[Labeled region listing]
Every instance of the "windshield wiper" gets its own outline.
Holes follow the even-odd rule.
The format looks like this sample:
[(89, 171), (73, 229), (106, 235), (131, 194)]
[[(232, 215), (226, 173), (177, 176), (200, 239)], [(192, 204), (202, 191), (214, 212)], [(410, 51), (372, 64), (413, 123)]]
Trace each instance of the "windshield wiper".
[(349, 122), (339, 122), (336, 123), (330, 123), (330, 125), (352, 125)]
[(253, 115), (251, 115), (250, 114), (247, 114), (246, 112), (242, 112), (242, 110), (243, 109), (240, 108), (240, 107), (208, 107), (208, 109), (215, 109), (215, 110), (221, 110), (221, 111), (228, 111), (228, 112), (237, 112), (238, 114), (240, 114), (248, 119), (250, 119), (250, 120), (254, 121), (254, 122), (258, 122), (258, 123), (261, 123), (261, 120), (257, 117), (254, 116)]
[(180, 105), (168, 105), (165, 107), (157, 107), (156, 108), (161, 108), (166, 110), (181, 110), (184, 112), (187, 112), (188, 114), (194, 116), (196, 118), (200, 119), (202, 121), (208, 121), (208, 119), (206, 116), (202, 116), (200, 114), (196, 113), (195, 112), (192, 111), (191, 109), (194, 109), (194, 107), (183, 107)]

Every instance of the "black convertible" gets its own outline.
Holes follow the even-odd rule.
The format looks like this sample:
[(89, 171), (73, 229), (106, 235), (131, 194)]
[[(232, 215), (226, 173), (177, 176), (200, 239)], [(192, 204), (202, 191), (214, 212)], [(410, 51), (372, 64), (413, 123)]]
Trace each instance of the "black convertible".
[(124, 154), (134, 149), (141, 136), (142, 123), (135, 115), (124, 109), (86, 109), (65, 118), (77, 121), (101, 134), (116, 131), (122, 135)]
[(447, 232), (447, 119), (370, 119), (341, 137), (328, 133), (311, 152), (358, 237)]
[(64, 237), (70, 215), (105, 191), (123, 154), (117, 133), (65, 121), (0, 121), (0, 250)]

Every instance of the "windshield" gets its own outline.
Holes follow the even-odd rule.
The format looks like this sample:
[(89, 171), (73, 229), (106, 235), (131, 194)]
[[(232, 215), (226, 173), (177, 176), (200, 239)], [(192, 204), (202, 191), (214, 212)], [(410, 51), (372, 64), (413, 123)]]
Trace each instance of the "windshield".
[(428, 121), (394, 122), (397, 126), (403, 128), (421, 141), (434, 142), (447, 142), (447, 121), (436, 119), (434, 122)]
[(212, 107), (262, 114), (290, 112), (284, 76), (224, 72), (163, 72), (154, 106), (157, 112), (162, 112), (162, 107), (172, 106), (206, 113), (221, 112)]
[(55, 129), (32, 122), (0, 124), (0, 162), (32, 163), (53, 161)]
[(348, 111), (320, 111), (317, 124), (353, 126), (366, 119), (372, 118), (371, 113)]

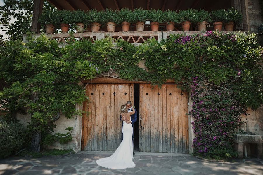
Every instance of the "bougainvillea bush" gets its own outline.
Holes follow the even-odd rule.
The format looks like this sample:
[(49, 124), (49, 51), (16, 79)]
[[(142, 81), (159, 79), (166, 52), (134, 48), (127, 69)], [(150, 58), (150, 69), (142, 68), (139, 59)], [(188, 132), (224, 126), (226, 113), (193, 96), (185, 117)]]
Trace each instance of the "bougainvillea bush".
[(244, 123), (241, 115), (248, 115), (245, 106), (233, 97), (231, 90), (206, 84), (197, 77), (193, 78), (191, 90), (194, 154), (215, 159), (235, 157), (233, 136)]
...
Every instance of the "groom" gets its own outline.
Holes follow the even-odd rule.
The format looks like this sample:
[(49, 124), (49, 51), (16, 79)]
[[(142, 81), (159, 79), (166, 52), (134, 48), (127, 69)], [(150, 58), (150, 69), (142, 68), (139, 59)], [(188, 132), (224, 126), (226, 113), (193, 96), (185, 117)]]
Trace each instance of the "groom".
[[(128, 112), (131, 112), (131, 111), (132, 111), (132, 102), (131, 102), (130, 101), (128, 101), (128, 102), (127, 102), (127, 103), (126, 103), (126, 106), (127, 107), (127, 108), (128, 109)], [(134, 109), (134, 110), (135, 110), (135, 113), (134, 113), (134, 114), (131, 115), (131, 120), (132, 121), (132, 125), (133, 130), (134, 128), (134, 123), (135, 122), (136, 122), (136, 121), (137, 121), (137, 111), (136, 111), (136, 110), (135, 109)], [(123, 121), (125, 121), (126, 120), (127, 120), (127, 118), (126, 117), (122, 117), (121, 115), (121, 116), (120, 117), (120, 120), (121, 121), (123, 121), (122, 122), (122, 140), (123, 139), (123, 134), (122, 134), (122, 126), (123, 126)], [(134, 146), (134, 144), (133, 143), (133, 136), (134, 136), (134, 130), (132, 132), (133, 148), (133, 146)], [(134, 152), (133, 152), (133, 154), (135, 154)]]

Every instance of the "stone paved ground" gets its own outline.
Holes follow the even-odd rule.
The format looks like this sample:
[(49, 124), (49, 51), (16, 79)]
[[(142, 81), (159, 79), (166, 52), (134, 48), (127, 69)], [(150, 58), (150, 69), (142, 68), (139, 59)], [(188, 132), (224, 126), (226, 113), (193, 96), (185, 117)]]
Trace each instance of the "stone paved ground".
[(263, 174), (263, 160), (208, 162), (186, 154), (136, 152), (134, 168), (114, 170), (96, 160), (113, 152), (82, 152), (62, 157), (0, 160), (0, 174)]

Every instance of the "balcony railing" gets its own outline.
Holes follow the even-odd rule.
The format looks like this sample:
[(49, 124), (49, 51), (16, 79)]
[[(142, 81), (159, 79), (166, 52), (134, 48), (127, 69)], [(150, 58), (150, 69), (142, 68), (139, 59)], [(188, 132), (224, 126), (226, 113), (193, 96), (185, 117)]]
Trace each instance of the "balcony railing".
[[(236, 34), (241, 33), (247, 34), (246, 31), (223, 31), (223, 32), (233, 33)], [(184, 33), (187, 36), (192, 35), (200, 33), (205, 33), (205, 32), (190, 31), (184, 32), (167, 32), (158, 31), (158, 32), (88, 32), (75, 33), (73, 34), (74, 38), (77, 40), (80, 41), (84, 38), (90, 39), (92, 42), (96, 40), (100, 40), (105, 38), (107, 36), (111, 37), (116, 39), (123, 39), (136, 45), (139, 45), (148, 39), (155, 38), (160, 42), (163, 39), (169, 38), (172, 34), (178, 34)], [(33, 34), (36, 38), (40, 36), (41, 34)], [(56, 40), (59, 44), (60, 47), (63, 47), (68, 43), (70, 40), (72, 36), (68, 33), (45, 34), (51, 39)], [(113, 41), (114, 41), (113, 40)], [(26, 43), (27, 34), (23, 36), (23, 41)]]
* * *
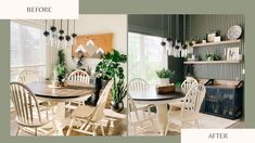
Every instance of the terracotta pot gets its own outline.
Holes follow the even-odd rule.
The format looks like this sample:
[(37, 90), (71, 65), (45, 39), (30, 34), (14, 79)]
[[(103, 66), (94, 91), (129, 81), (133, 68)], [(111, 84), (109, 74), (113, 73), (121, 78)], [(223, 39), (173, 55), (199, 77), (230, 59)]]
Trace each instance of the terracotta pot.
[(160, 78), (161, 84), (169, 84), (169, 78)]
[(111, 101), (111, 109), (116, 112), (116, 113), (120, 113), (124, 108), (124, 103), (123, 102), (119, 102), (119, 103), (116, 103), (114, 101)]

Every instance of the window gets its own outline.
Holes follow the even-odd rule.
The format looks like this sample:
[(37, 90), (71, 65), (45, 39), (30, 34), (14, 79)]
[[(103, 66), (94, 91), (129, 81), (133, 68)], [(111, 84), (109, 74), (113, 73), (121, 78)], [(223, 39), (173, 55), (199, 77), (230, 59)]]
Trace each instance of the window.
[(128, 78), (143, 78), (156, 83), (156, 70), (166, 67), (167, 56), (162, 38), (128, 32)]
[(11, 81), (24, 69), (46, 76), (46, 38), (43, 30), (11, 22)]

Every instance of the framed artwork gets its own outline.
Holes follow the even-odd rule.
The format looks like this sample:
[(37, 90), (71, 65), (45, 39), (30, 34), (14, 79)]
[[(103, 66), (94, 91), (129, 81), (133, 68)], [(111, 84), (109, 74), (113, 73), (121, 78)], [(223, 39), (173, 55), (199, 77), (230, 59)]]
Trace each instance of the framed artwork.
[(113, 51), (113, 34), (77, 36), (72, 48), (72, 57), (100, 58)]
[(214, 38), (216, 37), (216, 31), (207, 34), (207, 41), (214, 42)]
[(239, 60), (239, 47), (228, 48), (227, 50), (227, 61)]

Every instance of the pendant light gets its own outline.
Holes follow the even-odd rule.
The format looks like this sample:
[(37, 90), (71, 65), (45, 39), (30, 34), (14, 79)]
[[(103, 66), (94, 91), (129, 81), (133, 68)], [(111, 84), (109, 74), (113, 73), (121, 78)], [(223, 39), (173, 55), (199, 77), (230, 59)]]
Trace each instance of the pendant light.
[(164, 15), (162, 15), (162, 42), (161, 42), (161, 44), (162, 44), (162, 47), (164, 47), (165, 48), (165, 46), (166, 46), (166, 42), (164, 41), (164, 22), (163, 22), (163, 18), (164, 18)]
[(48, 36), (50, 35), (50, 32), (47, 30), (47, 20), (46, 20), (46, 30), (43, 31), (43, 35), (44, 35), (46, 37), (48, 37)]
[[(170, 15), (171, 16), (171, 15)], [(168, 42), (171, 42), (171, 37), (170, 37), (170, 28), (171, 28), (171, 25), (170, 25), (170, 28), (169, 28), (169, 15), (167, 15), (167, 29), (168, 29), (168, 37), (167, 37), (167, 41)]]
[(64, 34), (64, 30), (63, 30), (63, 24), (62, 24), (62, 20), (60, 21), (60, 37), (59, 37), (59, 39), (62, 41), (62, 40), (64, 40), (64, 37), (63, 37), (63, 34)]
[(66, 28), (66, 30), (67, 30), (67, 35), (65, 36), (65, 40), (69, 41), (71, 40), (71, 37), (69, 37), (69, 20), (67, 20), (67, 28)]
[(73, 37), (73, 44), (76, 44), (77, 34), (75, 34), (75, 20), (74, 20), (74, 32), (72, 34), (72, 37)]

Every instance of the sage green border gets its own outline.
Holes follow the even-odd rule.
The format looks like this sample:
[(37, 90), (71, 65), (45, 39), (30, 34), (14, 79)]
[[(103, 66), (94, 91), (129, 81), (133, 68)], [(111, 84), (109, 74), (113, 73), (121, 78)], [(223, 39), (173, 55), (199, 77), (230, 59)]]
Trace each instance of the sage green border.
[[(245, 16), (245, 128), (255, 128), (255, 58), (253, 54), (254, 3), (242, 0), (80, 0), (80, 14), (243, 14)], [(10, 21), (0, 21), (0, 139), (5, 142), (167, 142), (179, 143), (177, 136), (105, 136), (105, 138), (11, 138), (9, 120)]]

> **Task details**
Show every line of the listing above that contains the word "railing", treating uppercase and lowercase letters as different.

> **Complete response**
Every instance of the "balcony railing" gets its own outline.
Trace each instance of the "balcony railing".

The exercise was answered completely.